### TEXT SECTION
━━━

In the first performance of Wounded in front of an audience, Burmester recalls how Meijer came out onstage with the opening monologue. "And the first thing he noticed was a gentleman with an amputated leg sitting in a wheelchair in the front row. Turns out he served and was wounded in Vietnam. A few weeks later, his daughter got in touch with us to let us know that since seeing Wounded, he had started talking about experiences he had in Vietnam, which he had never spoken to them about before. The play had opened him up. This was the first of several such experiences with veterans over the course of Wounded's runs."
Meijer also has been with the War Cycle project since the beginning. For Wounded, he recalls, compared to the trilogy's second and third plays, the company had more development time with the interviews. The time invested also explains the actors' emotional attachments to the characters they fused and invented. The elimination of characters and subplots, when the play was revamped into a full-length drama in 2006, created serious friction in the young company.

━━━

### INFORMATION GIVEN
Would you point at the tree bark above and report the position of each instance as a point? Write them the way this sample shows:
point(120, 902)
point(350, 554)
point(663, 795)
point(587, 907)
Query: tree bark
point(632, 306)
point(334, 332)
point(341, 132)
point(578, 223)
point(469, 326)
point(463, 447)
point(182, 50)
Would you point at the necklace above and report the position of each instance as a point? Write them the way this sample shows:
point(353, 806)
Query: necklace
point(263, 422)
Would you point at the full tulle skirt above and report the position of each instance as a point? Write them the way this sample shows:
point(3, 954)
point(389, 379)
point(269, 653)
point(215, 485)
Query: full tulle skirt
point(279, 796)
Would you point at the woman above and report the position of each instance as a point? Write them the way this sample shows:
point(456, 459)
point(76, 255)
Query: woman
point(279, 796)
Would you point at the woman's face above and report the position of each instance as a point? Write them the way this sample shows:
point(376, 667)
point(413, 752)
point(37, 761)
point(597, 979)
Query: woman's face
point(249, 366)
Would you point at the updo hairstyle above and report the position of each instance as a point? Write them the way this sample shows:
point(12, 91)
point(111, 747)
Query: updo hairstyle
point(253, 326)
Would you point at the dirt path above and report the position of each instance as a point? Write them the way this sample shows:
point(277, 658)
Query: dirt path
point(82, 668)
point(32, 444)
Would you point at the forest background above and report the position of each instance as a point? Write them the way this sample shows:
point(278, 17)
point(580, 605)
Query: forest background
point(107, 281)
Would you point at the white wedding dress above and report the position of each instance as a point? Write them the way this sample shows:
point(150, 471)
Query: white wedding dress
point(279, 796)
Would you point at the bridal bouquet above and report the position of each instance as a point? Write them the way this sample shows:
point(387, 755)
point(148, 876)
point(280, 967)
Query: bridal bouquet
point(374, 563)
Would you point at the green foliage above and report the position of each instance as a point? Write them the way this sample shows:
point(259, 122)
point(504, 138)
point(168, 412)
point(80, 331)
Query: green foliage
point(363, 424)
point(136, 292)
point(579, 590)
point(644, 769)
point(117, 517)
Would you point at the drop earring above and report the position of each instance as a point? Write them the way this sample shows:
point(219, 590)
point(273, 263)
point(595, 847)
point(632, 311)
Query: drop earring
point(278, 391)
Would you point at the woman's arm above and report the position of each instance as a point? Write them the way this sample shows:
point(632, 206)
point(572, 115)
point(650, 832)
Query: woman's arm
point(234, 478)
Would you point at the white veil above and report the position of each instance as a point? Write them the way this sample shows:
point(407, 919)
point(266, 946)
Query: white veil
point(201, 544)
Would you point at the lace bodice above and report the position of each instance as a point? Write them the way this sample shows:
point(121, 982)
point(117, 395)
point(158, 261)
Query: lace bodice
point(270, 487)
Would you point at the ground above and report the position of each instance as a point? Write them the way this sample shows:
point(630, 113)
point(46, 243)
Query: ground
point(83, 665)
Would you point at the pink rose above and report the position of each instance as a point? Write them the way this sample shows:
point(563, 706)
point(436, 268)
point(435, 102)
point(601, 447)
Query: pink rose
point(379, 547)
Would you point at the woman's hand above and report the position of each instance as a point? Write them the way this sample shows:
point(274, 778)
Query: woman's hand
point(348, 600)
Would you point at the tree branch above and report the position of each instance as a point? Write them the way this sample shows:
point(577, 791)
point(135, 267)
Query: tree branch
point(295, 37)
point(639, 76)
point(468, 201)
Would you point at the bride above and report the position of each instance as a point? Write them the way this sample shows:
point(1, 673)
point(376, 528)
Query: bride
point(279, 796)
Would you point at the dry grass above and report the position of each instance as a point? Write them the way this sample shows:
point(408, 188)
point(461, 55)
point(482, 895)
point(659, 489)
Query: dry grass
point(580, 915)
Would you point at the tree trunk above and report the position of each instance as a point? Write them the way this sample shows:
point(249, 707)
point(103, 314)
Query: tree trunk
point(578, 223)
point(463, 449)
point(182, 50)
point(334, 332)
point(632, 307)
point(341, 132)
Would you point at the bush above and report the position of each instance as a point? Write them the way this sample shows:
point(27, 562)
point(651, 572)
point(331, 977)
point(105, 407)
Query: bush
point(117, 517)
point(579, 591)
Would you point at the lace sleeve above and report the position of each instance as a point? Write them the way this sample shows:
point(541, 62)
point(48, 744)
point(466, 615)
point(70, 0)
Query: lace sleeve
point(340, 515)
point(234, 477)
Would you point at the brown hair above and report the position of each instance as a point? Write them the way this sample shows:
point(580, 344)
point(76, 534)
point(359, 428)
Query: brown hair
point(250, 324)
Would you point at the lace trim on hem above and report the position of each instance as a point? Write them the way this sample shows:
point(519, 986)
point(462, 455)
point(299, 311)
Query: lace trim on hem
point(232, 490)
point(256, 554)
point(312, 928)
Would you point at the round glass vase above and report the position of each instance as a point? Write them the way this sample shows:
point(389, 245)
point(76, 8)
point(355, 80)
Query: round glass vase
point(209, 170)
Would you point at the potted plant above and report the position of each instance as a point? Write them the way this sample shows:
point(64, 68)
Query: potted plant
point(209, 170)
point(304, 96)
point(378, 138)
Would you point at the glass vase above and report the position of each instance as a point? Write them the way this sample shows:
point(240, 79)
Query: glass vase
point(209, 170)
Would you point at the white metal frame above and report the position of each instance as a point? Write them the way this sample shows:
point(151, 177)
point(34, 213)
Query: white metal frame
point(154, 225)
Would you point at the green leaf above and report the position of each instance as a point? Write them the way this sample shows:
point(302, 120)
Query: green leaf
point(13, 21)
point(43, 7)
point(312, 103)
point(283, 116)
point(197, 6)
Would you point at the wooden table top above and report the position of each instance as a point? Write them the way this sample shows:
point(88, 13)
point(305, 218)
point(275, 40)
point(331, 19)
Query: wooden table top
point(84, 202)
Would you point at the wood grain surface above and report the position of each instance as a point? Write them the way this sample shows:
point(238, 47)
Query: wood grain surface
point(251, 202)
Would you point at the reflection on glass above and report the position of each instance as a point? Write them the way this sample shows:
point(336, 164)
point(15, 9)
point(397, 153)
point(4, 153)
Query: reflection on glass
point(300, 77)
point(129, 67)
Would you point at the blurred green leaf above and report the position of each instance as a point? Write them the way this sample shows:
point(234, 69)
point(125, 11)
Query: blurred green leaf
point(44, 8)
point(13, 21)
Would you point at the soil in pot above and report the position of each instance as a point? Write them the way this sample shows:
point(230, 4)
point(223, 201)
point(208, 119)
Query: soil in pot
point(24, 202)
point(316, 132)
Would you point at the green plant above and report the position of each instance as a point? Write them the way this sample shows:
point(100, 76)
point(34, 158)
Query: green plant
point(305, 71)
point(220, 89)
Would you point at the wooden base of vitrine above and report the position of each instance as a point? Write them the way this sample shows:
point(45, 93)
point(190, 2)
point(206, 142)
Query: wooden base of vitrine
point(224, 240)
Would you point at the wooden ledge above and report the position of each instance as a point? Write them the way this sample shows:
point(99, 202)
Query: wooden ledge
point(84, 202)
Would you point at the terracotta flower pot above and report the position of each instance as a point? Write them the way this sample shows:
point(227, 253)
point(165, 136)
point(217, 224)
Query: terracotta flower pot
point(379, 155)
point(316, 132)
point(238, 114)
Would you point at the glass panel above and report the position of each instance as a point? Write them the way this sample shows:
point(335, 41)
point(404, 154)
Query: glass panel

━━━

### WRITTEN EXERCISE 1
List every proper name that appears in the text about the play Wounded, counting each name once.
### WRITTEN EXERCISE 2
Rewrite the Wounded passage from "Meijer also has" to "the young company.", switching "company" to "troupe".
### WRITTEN EXERCISE 3
According to the text on Wounded, in what year was the play revamped into a full-length drama?

### WRITTEN RESPONSE 1
Wounded, Burmester, Meijer, Vietnam, War Cycle

### WRITTEN RESPONSE 2
Meijer also has been with the War Cycle project since the beginning. For Wounded, he recalls, compared to the trilogy's second and third plays, the troupe had more development time with the interviews. The time invested also explains the actors' emotional attachments to the characters they fused and invented. The elimination of characters and subplots, when the play was revamped into a full-length drama in 2006, created serious friction in the young troupe.

### WRITTEN RESPONSE 3
2006